[Challenge] Count the lines in the records below that contain the word "pole". Reply with the number only.

[Begin]

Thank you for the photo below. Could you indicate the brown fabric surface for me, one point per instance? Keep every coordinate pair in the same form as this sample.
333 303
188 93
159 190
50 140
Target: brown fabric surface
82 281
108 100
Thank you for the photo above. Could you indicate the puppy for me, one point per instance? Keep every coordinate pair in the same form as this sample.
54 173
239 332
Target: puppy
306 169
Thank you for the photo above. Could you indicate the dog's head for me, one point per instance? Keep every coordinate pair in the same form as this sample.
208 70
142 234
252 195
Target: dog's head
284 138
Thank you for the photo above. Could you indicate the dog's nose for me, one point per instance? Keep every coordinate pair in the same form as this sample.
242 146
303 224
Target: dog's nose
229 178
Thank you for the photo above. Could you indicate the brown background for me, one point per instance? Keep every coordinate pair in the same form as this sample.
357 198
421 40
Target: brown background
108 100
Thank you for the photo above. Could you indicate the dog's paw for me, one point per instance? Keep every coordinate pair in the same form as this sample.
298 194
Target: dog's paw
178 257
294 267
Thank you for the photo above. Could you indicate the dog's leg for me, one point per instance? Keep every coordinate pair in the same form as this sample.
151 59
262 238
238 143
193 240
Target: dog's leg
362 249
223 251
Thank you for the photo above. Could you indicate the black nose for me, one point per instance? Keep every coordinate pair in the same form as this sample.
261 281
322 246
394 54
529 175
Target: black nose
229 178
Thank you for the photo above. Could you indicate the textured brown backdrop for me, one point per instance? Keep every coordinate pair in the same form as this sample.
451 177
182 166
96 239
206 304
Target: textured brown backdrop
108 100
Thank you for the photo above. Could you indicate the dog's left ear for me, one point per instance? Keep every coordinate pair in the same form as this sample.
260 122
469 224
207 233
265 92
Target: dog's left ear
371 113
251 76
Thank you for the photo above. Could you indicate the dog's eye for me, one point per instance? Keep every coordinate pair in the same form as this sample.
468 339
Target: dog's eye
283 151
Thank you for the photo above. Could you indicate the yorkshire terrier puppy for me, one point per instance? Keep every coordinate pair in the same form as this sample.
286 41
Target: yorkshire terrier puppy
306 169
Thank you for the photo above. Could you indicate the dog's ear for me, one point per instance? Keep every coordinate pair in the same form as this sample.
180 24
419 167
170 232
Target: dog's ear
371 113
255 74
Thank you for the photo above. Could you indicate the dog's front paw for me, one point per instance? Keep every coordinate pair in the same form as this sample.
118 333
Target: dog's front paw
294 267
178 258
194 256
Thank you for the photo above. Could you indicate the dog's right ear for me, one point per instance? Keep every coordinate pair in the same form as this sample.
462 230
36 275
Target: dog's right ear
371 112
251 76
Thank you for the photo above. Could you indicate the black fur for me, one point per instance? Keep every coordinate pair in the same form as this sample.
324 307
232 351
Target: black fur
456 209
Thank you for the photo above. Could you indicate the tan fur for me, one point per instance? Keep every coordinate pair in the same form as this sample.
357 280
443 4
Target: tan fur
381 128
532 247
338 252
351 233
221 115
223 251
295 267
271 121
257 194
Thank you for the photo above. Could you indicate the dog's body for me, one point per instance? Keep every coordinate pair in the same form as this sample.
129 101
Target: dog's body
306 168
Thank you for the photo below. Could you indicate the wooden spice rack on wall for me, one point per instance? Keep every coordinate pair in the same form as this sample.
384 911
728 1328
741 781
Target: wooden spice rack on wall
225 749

[End]
[Begin]

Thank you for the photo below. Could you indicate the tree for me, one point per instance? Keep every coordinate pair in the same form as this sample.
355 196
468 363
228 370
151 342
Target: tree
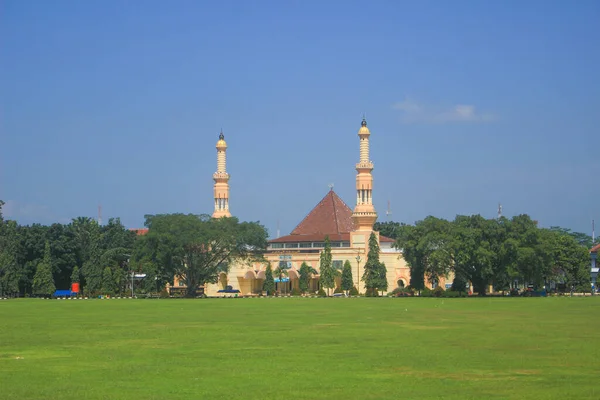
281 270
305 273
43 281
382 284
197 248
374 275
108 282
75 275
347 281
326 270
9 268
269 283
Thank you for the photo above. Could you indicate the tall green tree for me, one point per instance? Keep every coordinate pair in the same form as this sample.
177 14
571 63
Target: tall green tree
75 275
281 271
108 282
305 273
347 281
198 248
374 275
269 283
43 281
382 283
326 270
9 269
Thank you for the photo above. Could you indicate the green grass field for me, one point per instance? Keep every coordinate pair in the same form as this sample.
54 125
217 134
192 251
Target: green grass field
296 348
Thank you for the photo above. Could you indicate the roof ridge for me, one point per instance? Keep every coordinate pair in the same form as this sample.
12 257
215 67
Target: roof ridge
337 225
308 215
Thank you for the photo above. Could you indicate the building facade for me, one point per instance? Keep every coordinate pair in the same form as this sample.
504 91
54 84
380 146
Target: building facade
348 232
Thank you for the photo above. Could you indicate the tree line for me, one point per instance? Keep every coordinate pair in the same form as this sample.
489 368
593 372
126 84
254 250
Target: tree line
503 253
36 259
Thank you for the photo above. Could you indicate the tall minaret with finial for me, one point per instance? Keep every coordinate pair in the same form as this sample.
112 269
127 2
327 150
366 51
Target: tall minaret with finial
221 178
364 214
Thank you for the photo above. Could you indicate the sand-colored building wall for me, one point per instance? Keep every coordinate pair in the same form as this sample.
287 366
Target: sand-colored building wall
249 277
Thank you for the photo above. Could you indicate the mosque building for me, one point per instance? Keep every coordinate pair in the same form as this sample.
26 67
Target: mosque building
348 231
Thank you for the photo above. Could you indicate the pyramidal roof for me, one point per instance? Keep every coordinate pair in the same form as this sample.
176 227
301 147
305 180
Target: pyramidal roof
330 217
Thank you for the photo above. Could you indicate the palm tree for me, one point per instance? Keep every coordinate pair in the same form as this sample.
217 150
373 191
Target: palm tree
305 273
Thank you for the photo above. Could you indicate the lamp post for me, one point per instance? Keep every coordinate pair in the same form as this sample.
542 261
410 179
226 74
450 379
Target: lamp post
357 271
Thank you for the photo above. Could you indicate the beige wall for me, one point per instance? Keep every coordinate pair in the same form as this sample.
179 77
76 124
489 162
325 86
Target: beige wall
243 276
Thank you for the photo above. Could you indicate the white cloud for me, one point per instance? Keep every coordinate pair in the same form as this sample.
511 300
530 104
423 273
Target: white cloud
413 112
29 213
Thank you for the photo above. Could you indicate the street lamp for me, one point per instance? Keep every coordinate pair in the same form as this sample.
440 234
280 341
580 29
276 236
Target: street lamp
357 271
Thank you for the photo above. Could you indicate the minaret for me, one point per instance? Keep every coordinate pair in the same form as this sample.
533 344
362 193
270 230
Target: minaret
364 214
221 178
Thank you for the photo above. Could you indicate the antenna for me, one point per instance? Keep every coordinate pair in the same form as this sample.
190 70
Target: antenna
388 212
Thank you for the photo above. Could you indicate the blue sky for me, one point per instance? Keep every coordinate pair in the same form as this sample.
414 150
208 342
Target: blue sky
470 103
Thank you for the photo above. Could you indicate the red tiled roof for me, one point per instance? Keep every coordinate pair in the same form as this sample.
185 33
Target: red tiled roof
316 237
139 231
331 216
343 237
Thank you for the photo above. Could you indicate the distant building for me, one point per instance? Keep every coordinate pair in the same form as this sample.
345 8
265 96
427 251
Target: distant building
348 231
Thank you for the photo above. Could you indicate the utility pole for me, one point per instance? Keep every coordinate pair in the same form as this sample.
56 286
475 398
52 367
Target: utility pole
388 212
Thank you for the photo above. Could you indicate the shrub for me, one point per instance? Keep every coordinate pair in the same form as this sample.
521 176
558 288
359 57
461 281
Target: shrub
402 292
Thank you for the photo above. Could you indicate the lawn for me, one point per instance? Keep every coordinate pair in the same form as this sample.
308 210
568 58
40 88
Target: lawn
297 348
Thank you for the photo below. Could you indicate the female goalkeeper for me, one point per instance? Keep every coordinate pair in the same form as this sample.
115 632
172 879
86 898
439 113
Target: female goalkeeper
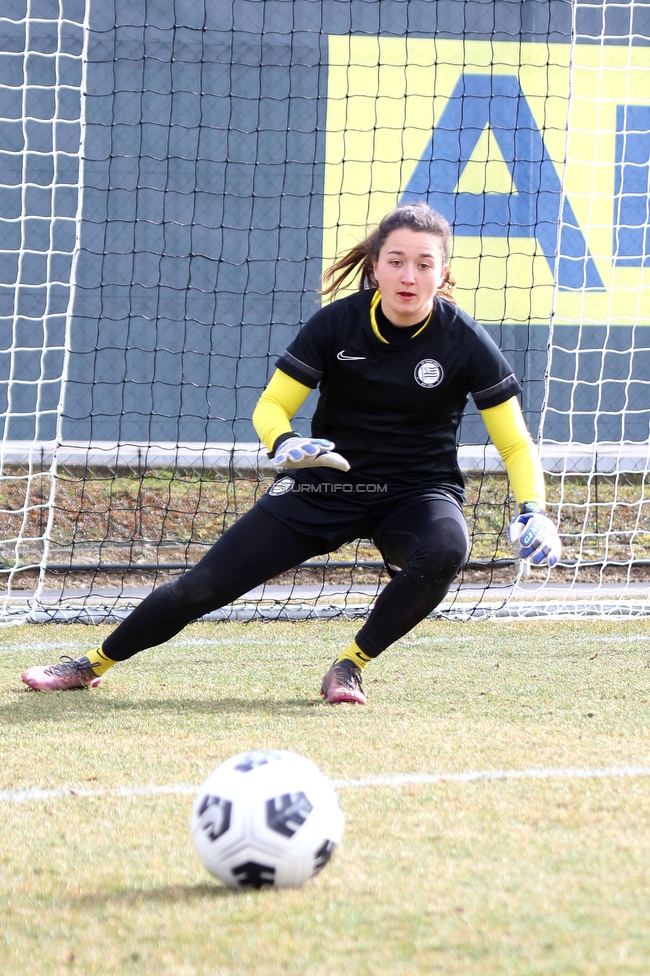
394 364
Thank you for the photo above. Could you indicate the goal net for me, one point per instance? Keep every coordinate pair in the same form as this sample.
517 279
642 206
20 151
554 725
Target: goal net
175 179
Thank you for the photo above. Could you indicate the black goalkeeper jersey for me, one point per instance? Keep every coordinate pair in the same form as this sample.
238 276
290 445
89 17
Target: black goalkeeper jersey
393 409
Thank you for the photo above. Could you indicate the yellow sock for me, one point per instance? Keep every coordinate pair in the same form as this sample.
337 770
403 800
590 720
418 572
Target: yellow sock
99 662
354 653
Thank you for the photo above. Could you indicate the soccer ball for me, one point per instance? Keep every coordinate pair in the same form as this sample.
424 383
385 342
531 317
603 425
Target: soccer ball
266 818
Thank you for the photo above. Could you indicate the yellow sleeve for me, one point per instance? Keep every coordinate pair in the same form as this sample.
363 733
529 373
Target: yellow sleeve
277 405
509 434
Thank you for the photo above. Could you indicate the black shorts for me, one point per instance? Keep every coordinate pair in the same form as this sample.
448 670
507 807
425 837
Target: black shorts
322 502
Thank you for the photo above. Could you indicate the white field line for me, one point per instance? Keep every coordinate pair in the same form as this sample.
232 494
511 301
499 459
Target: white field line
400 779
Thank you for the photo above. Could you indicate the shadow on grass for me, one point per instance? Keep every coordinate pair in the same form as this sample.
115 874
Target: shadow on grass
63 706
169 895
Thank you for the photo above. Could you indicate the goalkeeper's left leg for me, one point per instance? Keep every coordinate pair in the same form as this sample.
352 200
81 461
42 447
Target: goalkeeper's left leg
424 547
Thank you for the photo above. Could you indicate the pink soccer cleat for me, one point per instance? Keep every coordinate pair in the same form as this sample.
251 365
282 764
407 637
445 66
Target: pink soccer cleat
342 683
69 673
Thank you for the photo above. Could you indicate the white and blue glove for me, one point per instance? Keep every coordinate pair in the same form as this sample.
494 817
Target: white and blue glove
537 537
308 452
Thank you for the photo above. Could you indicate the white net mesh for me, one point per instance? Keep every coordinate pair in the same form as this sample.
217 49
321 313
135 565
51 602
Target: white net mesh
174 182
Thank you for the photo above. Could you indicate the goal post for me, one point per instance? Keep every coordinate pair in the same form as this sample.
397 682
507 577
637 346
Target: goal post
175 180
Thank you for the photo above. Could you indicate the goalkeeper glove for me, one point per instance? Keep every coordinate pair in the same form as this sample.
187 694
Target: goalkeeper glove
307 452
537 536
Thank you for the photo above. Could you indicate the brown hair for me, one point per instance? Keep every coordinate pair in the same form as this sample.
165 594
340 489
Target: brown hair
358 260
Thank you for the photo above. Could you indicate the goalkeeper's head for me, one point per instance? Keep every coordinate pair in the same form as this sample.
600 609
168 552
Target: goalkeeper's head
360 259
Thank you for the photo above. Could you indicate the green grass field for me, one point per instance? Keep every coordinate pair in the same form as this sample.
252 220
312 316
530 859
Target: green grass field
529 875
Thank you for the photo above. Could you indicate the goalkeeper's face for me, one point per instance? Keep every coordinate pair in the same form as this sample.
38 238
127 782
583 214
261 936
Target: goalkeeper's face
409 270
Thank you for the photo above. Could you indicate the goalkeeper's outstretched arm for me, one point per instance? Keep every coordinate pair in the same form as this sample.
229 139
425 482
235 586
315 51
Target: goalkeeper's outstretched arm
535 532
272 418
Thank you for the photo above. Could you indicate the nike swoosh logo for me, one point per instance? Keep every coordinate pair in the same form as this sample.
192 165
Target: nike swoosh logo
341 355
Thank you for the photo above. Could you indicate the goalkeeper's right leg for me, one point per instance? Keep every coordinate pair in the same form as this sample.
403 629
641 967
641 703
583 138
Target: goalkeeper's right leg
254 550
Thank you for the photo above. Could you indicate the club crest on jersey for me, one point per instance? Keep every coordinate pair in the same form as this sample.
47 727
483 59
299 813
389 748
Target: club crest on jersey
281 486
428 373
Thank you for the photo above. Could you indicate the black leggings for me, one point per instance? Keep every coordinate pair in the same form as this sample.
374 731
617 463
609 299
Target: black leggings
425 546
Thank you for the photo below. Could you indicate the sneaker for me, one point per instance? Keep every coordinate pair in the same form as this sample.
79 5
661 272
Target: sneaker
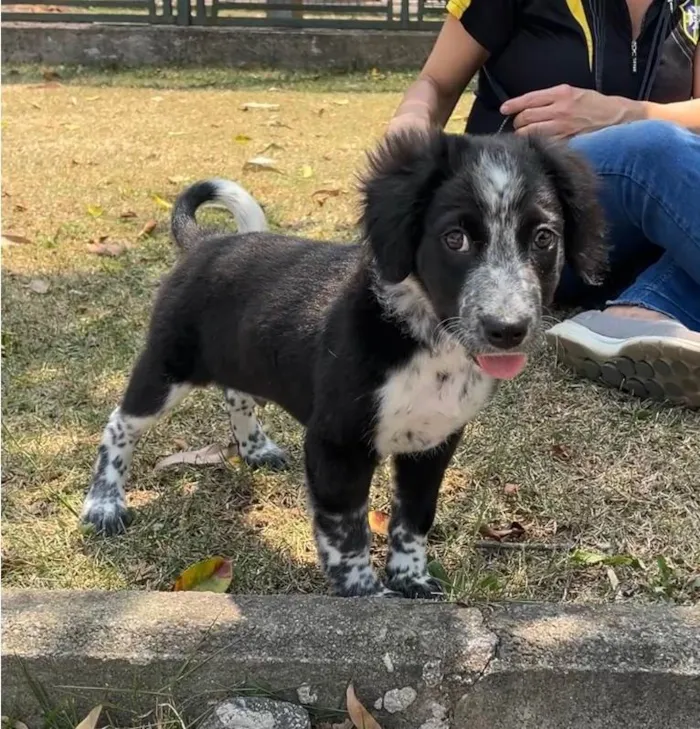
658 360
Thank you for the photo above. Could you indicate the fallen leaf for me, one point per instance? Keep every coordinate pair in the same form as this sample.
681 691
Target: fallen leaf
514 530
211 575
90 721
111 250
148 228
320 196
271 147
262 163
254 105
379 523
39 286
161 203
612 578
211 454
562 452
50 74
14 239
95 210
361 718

[End]

[Written solution] 2